DOCUMENT EXCERPT: Begin

Scilla Andreen, CEO, founder, producer, and director of Indieflix and author of The Creative Coping Toolkit, available on Amazon, shares her experience creating the documentary Upstanders and the takeaways she experienced as a mom. The highlights of the interview are outlined below.
Q: Why should we listen to you?
Andreen: You should listen to me because I am a regular person – I am a mother of six who deeply cares about people and their feelings. I am not a licensed professional in mental health or an educator, but I have learned through making the documentaries at Indieflix that everybody can make a difference. It is about a combination of therapy and breaking the stigma, learning how to not judge and not be afraid. You can learn to be kinder to yourself and connect with yourself so you can become a better listener and connect and help other people.
Q: What films have you made so far? What have you learned in the process of creating these films?
Andreen: There have been three films so far: Angst, Like, and Upstanders. Angst is about anxiety, Like explores the impact of social media on our lives, and Upstanders is about online bullying and the power of peers to end bullying. The next two films in the works are Level Up and Lessons Learned. Level Up will be about gaming, and Lessons Learned will be about the state of the schools and burnout of all the levels of involved parties – students, parents, and teachers.

DOCUMENT EXCERPT: End

EXERCISE DIRECTIONS: Copy the stretch of the Scilla Andreen interview from "Q: What films" through "parents, and teachers.", switching "Angst" to "Worry" throughout.

THE DATA: Begin

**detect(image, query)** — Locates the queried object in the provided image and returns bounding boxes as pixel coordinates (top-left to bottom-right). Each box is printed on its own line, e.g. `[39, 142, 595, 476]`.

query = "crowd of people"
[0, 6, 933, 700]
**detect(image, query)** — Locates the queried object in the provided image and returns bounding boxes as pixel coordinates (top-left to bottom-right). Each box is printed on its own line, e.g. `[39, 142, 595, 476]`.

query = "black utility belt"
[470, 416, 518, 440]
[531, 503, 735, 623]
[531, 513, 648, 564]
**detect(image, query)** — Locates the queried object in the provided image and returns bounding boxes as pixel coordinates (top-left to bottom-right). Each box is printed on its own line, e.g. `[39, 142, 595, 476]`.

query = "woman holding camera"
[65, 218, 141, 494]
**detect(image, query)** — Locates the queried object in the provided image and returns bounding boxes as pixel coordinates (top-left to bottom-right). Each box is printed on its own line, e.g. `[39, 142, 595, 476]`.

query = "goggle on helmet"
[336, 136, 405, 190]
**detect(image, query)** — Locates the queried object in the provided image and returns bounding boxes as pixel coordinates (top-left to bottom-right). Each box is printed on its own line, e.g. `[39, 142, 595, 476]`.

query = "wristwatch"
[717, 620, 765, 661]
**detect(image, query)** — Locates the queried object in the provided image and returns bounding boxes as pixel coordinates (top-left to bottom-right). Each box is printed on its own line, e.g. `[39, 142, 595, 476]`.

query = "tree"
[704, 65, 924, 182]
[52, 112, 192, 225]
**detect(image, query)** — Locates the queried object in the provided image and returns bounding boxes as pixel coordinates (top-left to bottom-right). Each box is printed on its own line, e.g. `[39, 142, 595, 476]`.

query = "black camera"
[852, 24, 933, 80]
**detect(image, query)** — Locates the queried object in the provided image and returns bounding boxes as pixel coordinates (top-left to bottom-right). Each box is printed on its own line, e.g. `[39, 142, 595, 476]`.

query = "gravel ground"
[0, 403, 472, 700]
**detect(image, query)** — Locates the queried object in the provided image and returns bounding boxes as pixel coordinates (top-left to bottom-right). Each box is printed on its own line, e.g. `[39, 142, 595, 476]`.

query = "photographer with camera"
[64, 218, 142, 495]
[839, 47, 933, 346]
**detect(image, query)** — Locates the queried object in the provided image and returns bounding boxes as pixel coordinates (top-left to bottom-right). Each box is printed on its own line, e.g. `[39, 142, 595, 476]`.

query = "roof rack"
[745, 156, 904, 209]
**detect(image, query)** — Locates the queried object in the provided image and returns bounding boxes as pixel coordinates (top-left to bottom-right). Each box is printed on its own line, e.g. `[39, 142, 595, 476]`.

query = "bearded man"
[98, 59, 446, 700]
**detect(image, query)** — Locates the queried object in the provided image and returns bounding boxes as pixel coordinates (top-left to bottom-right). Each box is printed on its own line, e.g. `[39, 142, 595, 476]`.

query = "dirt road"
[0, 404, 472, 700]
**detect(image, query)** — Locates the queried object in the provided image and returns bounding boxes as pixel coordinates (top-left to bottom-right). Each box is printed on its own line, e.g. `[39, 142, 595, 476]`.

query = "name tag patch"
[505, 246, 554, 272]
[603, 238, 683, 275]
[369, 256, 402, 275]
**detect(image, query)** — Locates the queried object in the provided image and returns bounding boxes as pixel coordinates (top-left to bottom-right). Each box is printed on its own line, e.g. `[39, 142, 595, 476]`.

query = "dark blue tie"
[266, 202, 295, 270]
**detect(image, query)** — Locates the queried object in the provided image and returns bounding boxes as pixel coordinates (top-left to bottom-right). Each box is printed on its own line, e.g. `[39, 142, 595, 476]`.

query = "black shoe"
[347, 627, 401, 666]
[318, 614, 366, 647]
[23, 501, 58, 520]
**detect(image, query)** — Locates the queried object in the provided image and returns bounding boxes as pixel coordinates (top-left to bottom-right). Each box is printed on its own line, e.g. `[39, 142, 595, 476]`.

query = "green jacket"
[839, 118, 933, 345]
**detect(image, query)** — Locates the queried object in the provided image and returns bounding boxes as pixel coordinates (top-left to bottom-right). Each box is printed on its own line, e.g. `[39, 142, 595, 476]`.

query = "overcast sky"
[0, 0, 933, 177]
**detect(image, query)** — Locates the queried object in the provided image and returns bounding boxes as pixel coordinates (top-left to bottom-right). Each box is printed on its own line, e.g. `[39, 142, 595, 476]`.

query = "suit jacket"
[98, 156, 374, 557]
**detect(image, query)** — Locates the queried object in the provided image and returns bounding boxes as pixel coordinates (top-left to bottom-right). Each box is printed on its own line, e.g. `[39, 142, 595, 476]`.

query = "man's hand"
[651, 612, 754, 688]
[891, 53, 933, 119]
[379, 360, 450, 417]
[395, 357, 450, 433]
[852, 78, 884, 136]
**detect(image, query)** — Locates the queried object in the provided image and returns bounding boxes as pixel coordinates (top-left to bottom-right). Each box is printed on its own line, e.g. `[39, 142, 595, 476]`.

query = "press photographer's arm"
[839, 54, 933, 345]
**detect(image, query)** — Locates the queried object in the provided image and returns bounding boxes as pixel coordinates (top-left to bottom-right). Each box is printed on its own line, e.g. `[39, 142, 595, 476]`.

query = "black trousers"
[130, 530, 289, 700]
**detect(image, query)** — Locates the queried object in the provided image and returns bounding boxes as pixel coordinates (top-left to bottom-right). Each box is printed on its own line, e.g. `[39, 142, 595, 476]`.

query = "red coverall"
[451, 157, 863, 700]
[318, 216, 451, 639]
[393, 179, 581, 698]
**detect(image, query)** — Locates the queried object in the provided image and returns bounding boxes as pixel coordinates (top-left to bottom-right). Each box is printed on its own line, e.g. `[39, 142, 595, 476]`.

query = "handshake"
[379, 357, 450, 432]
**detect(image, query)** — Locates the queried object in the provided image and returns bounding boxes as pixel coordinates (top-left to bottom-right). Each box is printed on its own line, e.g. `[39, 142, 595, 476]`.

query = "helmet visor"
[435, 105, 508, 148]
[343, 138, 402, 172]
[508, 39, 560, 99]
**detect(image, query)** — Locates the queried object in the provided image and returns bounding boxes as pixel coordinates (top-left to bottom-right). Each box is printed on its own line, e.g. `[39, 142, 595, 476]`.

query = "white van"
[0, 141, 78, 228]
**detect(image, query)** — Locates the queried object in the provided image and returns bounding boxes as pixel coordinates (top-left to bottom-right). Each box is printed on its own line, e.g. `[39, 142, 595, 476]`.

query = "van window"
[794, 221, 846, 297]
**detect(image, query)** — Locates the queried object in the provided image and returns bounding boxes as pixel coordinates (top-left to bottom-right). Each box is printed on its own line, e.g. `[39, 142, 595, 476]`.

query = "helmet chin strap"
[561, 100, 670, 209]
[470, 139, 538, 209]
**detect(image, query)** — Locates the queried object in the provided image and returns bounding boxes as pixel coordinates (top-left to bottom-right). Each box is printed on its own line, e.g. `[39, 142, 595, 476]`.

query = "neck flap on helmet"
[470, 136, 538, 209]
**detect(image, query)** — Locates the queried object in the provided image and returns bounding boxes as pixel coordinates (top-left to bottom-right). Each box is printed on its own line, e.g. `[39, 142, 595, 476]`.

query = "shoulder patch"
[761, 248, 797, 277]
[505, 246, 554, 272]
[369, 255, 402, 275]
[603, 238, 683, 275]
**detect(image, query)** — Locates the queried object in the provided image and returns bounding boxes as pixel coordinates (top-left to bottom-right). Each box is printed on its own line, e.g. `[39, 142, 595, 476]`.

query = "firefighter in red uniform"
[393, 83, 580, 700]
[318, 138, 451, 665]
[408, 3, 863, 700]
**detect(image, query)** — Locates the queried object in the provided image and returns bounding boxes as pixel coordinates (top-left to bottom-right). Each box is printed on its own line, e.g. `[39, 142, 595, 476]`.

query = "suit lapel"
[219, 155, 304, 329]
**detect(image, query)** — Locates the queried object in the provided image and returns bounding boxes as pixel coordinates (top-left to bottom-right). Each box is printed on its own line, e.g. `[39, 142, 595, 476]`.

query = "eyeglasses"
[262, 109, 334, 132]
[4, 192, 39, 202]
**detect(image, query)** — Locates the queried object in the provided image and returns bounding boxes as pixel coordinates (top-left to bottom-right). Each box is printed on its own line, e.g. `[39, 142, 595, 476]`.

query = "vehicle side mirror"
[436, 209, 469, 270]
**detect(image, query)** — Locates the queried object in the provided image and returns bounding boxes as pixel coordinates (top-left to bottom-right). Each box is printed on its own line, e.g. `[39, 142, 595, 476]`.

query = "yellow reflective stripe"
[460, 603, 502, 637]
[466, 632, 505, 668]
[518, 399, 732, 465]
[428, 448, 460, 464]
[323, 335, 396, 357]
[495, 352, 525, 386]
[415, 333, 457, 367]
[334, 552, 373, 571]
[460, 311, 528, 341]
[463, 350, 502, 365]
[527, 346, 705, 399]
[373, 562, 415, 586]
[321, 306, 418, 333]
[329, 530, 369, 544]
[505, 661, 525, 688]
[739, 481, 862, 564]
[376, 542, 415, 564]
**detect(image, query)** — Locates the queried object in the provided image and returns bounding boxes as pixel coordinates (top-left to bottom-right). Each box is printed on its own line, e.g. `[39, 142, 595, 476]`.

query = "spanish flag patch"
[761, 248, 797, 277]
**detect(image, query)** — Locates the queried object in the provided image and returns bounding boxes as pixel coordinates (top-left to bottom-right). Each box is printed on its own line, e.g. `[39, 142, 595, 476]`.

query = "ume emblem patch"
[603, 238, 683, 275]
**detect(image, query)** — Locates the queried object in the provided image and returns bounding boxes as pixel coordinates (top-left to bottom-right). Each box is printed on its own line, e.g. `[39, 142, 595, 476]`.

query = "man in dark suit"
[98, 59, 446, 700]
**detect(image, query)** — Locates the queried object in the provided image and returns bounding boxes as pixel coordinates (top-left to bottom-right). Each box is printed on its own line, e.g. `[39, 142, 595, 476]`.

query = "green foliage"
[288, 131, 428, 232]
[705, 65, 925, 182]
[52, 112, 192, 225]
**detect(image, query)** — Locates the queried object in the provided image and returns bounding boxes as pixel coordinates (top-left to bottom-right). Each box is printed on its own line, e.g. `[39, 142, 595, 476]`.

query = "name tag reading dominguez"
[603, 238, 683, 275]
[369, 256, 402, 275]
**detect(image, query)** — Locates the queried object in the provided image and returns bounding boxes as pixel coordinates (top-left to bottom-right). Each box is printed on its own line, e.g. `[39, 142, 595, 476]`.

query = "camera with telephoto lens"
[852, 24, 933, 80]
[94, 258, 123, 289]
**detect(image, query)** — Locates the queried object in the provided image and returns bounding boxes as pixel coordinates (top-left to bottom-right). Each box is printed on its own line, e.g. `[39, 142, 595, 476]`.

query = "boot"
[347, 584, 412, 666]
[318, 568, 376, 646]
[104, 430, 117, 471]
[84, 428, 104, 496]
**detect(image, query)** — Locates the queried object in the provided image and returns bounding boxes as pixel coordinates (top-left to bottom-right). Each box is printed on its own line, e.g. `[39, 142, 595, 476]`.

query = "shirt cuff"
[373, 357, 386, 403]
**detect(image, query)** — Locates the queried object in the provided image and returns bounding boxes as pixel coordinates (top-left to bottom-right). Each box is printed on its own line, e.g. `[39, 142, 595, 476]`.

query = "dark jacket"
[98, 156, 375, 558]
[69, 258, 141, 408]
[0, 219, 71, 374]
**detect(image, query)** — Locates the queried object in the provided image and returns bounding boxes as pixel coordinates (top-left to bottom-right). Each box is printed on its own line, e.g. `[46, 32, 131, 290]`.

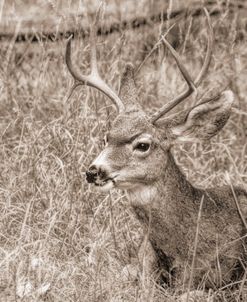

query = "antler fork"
[65, 10, 124, 112]
[150, 8, 213, 124]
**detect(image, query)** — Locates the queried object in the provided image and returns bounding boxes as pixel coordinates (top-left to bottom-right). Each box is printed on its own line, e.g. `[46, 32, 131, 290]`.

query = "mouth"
[94, 177, 115, 187]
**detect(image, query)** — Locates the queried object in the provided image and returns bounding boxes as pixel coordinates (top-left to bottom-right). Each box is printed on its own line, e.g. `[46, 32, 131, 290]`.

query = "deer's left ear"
[170, 90, 234, 141]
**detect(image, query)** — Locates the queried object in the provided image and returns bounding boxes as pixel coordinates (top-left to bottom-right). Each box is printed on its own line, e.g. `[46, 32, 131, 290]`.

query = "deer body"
[128, 154, 247, 287]
[66, 10, 247, 287]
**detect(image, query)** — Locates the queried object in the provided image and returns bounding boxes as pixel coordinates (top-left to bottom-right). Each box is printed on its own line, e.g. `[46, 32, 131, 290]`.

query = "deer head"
[66, 9, 233, 190]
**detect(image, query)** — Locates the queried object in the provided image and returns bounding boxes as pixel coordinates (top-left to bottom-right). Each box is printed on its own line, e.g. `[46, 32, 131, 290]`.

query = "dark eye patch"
[134, 143, 150, 152]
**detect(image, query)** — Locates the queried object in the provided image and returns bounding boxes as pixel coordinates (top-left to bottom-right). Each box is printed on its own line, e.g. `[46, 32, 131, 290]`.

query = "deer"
[65, 9, 247, 300]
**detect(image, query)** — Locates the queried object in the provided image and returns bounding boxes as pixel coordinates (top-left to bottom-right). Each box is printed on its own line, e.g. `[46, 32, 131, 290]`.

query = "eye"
[134, 143, 150, 152]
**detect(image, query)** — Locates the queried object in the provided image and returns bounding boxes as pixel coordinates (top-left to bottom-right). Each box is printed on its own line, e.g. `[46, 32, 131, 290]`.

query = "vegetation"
[0, 0, 247, 302]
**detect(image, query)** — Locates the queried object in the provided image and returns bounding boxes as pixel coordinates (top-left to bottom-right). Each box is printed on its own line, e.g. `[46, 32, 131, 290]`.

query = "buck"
[66, 11, 247, 294]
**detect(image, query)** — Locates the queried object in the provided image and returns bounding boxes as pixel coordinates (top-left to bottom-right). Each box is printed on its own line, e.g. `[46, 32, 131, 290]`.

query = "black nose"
[86, 165, 107, 183]
[86, 167, 98, 183]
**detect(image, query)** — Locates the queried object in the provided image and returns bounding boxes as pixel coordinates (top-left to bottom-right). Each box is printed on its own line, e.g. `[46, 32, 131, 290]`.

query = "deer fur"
[87, 66, 247, 287]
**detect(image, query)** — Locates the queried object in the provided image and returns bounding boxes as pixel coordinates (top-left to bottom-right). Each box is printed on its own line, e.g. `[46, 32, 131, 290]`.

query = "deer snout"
[86, 165, 107, 183]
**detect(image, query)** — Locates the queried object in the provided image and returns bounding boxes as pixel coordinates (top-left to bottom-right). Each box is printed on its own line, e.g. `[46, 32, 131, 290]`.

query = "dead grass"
[0, 1, 247, 302]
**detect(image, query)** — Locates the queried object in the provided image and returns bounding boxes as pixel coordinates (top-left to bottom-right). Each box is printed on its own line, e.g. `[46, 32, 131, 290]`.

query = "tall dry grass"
[0, 1, 247, 302]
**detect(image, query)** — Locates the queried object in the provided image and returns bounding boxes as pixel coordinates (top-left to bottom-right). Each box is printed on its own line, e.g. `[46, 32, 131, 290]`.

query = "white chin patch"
[95, 180, 114, 192]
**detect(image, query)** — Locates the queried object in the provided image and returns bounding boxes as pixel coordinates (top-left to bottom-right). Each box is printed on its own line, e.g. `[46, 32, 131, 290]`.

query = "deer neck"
[127, 152, 199, 210]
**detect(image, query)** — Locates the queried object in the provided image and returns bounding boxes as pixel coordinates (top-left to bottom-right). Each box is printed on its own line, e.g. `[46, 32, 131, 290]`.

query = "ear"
[170, 90, 234, 141]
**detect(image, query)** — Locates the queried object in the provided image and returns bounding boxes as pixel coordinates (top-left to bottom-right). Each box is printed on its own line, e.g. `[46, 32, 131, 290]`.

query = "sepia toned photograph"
[0, 0, 247, 302]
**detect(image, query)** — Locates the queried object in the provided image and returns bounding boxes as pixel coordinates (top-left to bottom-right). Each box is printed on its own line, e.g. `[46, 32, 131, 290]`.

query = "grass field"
[0, 0, 247, 302]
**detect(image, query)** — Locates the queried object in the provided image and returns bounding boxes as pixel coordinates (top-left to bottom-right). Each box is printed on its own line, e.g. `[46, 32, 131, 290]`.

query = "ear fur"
[170, 90, 234, 142]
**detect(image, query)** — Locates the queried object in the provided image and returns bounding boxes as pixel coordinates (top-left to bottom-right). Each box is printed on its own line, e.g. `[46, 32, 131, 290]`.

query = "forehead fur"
[109, 111, 155, 139]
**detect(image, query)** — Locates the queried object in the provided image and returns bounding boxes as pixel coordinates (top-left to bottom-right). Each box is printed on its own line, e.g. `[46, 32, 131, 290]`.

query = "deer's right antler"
[65, 11, 124, 112]
[150, 8, 213, 124]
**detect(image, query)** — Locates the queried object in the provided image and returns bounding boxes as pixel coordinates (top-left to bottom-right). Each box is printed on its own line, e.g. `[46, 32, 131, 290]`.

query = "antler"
[150, 8, 213, 124]
[65, 11, 124, 112]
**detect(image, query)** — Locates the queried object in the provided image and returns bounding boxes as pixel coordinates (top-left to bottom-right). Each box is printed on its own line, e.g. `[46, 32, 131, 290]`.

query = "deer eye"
[134, 143, 150, 152]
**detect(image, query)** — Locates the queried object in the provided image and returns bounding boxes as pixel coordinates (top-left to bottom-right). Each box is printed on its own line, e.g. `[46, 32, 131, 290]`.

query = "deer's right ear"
[170, 90, 234, 142]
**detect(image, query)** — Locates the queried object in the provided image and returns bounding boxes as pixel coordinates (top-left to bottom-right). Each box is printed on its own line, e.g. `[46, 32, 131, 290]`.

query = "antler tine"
[65, 9, 124, 112]
[150, 8, 213, 123]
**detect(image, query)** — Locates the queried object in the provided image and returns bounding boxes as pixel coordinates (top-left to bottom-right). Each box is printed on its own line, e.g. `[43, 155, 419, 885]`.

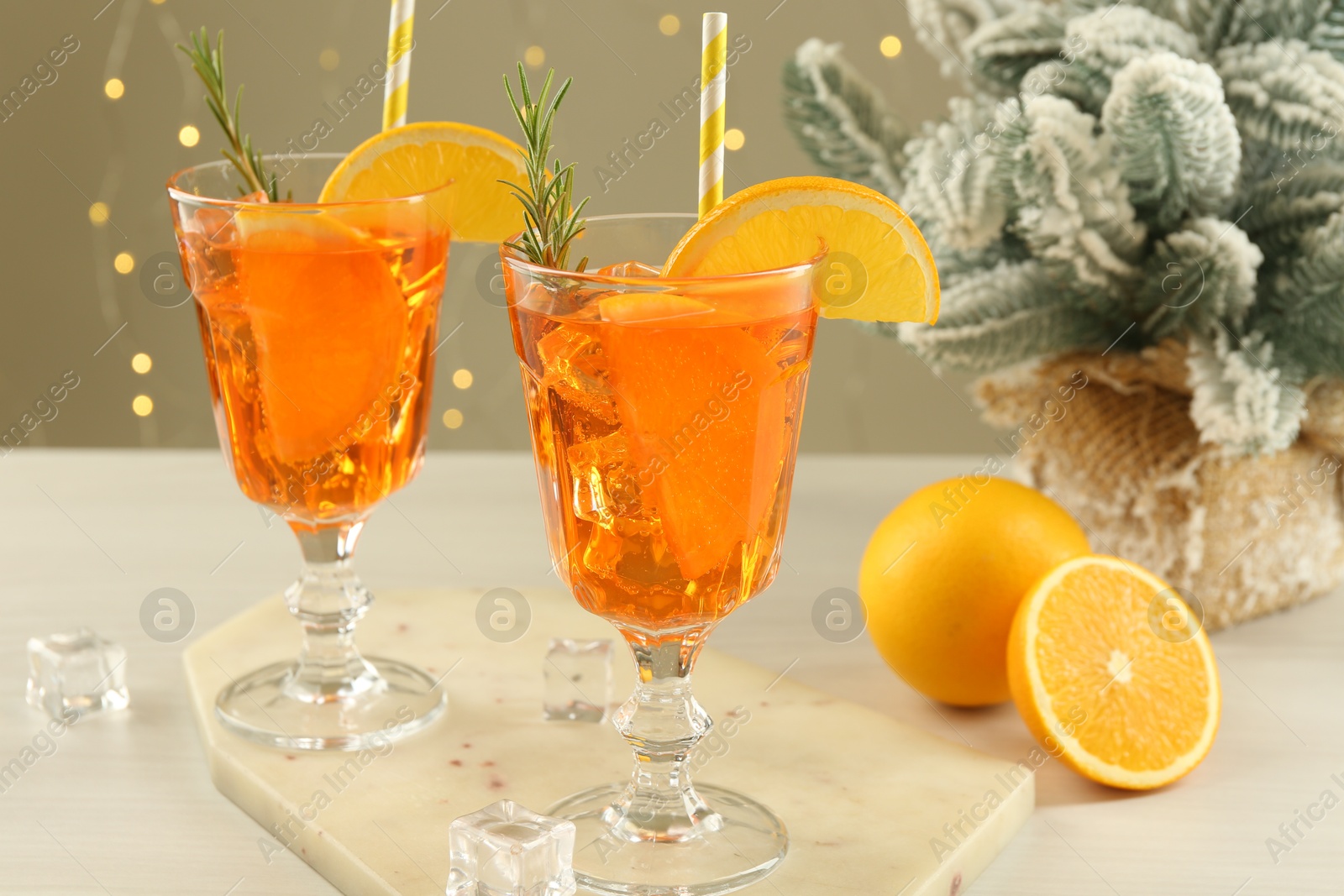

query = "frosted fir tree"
[785, 0, 1344, 454]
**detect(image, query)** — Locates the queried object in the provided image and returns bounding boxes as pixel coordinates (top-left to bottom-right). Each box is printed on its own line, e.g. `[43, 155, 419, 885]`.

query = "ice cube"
[596, 262, 663, 277]
[29, 629, 130, 719]
[446, 799, 575, 896]
[566, 432, 645, 527]
[542, 638, 612, 721]
[536, 327, 612, 395]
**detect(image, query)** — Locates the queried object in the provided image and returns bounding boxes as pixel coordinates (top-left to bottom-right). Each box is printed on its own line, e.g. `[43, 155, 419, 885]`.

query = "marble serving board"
[184, 589, 1035, 896]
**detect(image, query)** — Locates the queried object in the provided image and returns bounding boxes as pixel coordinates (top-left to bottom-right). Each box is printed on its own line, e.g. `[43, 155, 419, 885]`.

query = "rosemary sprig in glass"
[500, 62, 591, 271]
[177, 25, 280, 203]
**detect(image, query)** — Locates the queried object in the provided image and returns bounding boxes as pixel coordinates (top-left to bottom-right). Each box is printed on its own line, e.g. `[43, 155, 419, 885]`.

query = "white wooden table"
[0, 450, 1344, 896]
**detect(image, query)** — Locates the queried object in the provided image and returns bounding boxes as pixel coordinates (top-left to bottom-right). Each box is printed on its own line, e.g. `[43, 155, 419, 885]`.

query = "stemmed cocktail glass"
[502, 215, 817, 896]
[168, 155, 450, 750]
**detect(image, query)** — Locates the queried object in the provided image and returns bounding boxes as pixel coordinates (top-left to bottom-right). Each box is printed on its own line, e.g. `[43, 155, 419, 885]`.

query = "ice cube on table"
[29, 627, 130, 719]
[596, 262, 663, 277]
[446, 799, 575, 896]
[542, 638, 612, 721]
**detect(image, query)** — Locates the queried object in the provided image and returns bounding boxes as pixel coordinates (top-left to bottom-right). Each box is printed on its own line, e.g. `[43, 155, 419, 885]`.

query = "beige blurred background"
[0, 0, 993, 454]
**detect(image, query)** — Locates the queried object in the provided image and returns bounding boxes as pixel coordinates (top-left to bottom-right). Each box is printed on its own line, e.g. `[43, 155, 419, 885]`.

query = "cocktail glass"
[168, 155, 450, 750]
[501, 215, 817, 896]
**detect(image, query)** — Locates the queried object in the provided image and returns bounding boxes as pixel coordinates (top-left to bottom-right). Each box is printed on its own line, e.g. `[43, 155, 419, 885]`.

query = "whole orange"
[858, 474, 1090, 706]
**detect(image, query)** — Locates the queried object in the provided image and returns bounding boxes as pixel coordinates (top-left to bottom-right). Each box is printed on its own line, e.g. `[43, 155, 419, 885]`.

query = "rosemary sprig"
[500, 62, 591, 271]
[177, 25, 280, 203]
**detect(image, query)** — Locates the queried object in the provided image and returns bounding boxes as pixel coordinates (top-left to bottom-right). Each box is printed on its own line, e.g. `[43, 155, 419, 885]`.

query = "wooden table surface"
[0, 448, 1344, 896]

THE DATA: End

ANSWER FOR THE TASK:
Q: What films have you made so far? What have you learned in the process of creating these films?
Andreen: There have been three films so far: Worry, Like, and Upstanders. Worry is about anxiety, Like explores the impact of social media on our lives, and Upstanders is about online bullying and the power of peers to end bullying. The next two films in the works are Level Up and Lessons Learned. Level Up will be about gaming, and Lessons Learned will be about the state of the schools and burnout of all the levels of involved parties – students, parents, and teachers.